Source excerpt
.....

# Pine Tables - Wax or Varnish?



## Turbo (11 Apr 2018)

I bought this nest of pine tables last week.











I'm guessing they came from a closed down factory as the wood hasn't had its final sanding and there is no finish on the wood.
Plan is to sand them smooth then apply a finish but I'm not sure what to use.






I have these at my disposal plus some gloss polyurethane varnish. The hard wax oil is for floors and leaves a tough but dull finish.
I also have beeswax, linseed oil & turpentine so I could make up my own furniture wax. The tables will be in regular use so I'm not sure if this would be durable enough.

What would you folks advise?


----------



## Phil Pascoe (11 Apr 2018)

I use home made M/C wax, carnauba and a mix of both - but I wouldn't use any of them on their own for anything that is to have much use or handling. Poly might be best, hardwax might look better.
That's a Lidl hardwax, isn't it? Is it any good?


----------



## Beau (11 Apr 2018)

Varnish without a doubt. Oil based poly looks good on pine IMO but that yacht varnish might be fine. Used yacht varnish on some dining tables many years back and got to see them recently and not a mark but I dont know how careful the client is with them. Re finished the in-laws pine table with oil based poly and it's held up very well on a heavily used table. Doesn't stop the wood denting though haha

Alternatively a scrubbed finish looks if you like the farmhouse look. Only seen this on older close grained pine so not sure how well it works on the more open grained wood you generally see these days.


----------



## ED65 (11 Apr 2018)

The Baufix hard wax oil isn't just wax of course but in general wax by itself doesn't provide much protection, but as these are side tables maybe they won't need much? Up to you and how you'll use them.

I'd use varnish myself. The pieces don't have to look varnished, thinned and wiped on even the much-maligned polyurethane can make wood look great (and I challenge anyone, _anyone_, to be able to tell that was the finish used). 

Since I exclusively use gloss varnishes you can end up with a pretty decent sheen even wiping it on thinly, but if you end up with a bit more shine than you like that can be knocked back with ease.


----------



## ED65 (11 Apr 2018)

Turbo":2vgh1c5d said:


> I also have beeswax, linseed oil & turpentine so I could make up my own furniture wax.

.....

Supplied data
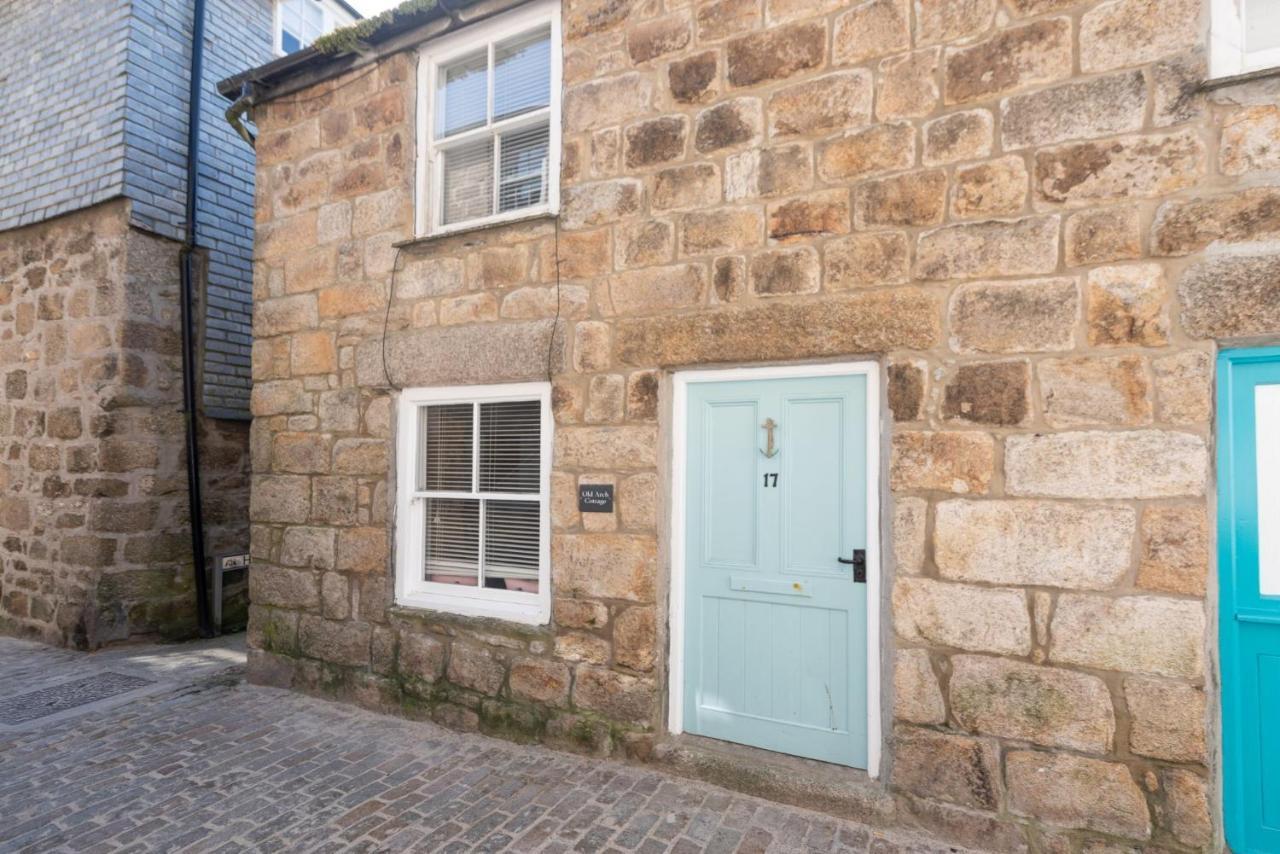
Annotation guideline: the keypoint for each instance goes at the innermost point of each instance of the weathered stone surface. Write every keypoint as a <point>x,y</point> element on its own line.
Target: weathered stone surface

.....

Could you repeat the stretch of the pine tables thread from "The Baufix hard" through "the finish used).", replacing "side tables" with "coffee tables"? You won't need the data for this.

The Baufix hard wax oil isn't just wax of course but in general wax by itself doesn't provide much protection, but as these are coffee tables maybe they won't need much? Up to you and how you'll use them.

I'd use varnish myself. The pieces don't have to look varnished, thinned and wiped on even the much-maligned polyurethane can make wood look great (and I challenge anyone, _anyone_, to be able to tell that was the finish used).